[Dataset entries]
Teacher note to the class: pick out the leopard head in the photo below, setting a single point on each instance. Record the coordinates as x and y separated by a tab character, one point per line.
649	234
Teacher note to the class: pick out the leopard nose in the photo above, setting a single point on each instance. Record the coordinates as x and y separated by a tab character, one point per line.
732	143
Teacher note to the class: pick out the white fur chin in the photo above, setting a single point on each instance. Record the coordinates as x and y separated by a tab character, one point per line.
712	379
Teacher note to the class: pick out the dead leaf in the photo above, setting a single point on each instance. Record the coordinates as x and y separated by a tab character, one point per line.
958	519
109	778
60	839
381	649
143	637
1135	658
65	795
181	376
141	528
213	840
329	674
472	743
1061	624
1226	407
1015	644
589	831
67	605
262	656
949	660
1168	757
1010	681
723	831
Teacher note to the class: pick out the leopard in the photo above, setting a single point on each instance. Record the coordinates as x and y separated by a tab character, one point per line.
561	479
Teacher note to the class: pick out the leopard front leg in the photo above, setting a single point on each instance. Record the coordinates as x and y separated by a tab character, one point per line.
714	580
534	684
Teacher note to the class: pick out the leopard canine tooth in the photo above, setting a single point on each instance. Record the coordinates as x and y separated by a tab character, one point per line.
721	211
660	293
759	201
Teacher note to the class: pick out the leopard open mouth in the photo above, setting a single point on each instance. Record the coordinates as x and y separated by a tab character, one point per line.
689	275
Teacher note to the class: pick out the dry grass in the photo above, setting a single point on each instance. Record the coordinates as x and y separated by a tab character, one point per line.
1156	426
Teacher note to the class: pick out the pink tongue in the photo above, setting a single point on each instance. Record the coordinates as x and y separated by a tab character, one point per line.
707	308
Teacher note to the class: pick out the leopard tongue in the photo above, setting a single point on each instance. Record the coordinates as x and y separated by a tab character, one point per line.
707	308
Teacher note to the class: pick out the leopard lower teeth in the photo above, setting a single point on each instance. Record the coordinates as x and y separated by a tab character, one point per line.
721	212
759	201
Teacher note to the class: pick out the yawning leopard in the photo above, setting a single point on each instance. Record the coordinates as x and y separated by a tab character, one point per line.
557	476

WORK TO BE COMPLETED -> Retype each of the records, word for word, with nothing added or dropped.

SOLUTION TO THIS TASK ->
Teacher note to the class: pick out the leopard head in the photo below, setting a single point on each instance. Record the coordinates as x and y separated by a tab character, one point per line.
649	234
Teacher note to the class: pick out the leopard nose in the photo above, setting a single point on each instance. Record the coordinates as x and y separated by a tab character, one point per line.
732	143
Teacher note to the class: pick out the white fur chin in the photo above, setting a single point on each instance. Record the coordinates as x and y separated by a tab character, one point per line.
712	379
Teacher note to the class: pick out the dead leaf in the photo above, setting a single point on each instance. Record the coordinates as x and y separated by a tab character, one point per line.
958	519
109	778
60	839
381	649
143	637
1135	658
65	795
181	376
141	528
213	840
329	674
472	743
1061	624
1226	407
1015	644
589	831
67	605
262	656
949	660
1168	757
1010	681
723	831
Teacher note to the class: pick out the leopard in the photo above, setting a single point on each instance. Record the coordinates as x and y separated by a tab character, one point per line.
561	479
Teacher note to the class: pick out the leopard front leg in the photo above, setting a single point on each instance. Record the coordinates as x and y separated by a tab character, one point per line.
714	580
534	684
Teacher note to the class: pick out the leopard canine tooth in the photo above, setting a single point on each instance. Record the coordinates as x and y separated by a tab character, one point per line.
721	211
660	293
759	201
Teacher note to the class: pick out the leopard open mouth in the photo above, setting a single point on each instance. Record the coordinates as x and y separated by a tab character, one point per line.
689	275
Teacher note to the class: pick out the dry grass in the photo above, setting a single point on each instance. Record the coordinates as x and y separated by a tab character, one point per line.
1156	426
Teacher note to the class: pick out the pink tongue in the photo above, setting a single point on each instance. Record the coordinates as x and y separated by a tab character, one point per line.
707	308
Teacher note to the class: pick out the leopard tongue in the photo above, setting a single point on each instance. Record the coordinates as x and y separated by a tab character, one point per line.
707	308
Teacher note to the class: pick out the leopard lower teeth in the photo above, setting a single point on each instance. Record the coordinates as x and y separated by a tab character, one point per line.
721	212
759	201
Teacher note to the class: pick out the yawning leopard in the photo above, setting a single point on each instance. Record the coordinates as x and y separated by a tab character, one point per line.
557	476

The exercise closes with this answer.